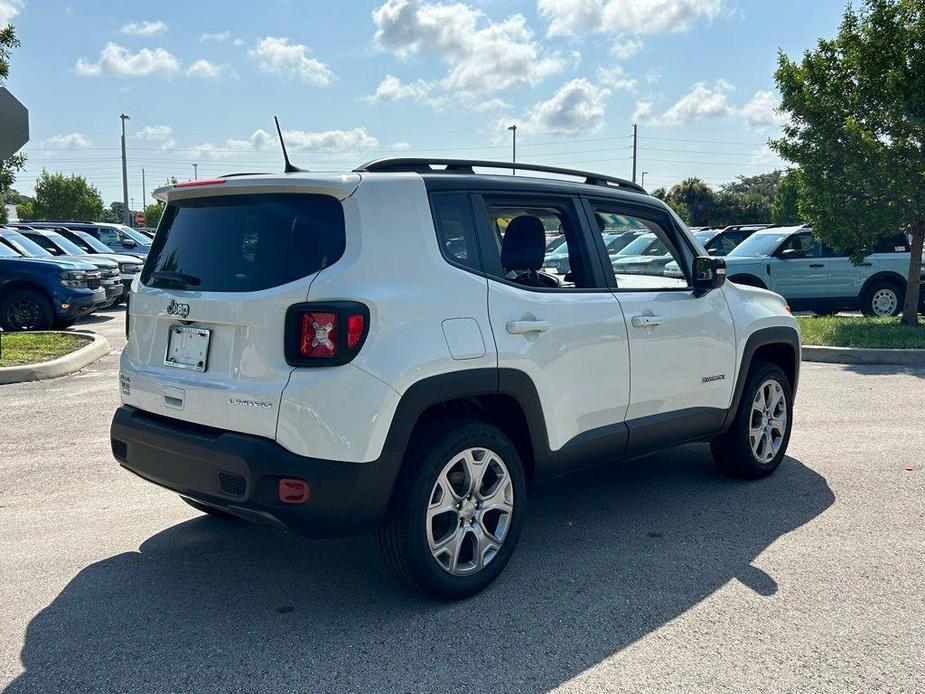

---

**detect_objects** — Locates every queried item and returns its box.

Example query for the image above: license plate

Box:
[164,325,212,371]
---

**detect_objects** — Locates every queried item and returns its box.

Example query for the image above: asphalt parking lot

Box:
[0,310,925,693]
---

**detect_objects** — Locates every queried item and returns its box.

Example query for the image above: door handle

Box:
[630,316,665,328]
[505,320,549,335]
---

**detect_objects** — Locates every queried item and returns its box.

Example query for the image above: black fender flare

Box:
[723,325,800,431]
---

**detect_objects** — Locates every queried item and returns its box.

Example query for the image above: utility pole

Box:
[633,123,636,183]
[119,113,130,226]
[508,123,517,176]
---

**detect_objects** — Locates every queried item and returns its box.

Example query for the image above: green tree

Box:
[32,170,103,221]
[772,0,925,325]
[665,178,716,226]
[771,169,802,224]
[145,202,164,229]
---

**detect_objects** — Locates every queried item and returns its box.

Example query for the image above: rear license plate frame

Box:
[164,325,212,372]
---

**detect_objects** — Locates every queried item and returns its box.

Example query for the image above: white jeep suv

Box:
[111,159,800,598]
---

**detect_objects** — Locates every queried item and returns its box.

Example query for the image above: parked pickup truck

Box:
[0,244,106,330]
[726,226,909,316]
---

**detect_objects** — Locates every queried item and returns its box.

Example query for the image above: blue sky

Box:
[0,0,844,207]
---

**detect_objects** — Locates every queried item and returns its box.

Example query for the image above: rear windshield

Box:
[141,193,346,292]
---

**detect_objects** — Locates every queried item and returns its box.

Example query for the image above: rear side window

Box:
[141,193,346,292]
[430,193,481,270]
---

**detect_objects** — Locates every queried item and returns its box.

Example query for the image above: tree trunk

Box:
[902,220,925,325]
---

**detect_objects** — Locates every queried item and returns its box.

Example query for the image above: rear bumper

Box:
[110,405,401,537]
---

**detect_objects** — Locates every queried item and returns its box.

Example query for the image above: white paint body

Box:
[121,173,796,462]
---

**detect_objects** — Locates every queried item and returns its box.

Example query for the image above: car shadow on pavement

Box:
[7,445,834,694]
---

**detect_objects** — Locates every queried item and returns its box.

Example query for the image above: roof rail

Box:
[354,157,646,194]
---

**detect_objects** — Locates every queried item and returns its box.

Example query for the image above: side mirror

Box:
[691,255,726,294]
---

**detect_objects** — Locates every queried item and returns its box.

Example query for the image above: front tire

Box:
[861,280,903,318]
[0,289,55,332]
[377,420,527,599]
[710,362,793,479]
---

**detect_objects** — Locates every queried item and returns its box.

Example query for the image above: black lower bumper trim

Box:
[110,405,401,537]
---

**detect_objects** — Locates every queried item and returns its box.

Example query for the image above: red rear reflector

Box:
[347,315,366,349]
[174,178,225,188]
[299,311,337,359]
[279,478,308,504]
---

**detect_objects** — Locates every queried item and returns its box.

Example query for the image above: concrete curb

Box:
[0,330,112,385]
[803,345,925,366]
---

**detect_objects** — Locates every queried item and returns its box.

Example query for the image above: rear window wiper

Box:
[151,270,202,287]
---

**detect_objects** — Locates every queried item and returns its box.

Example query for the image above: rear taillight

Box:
[285,301,369,366]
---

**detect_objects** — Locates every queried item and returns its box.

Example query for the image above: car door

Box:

# [Task statement]
Please gather every line in the rows above that contains the word "black" and copy each of those lines in full. Case counts.

# [Solution for this problem]
Example query for the image above: black fender flare
Example query for the image above: black lower bumper trim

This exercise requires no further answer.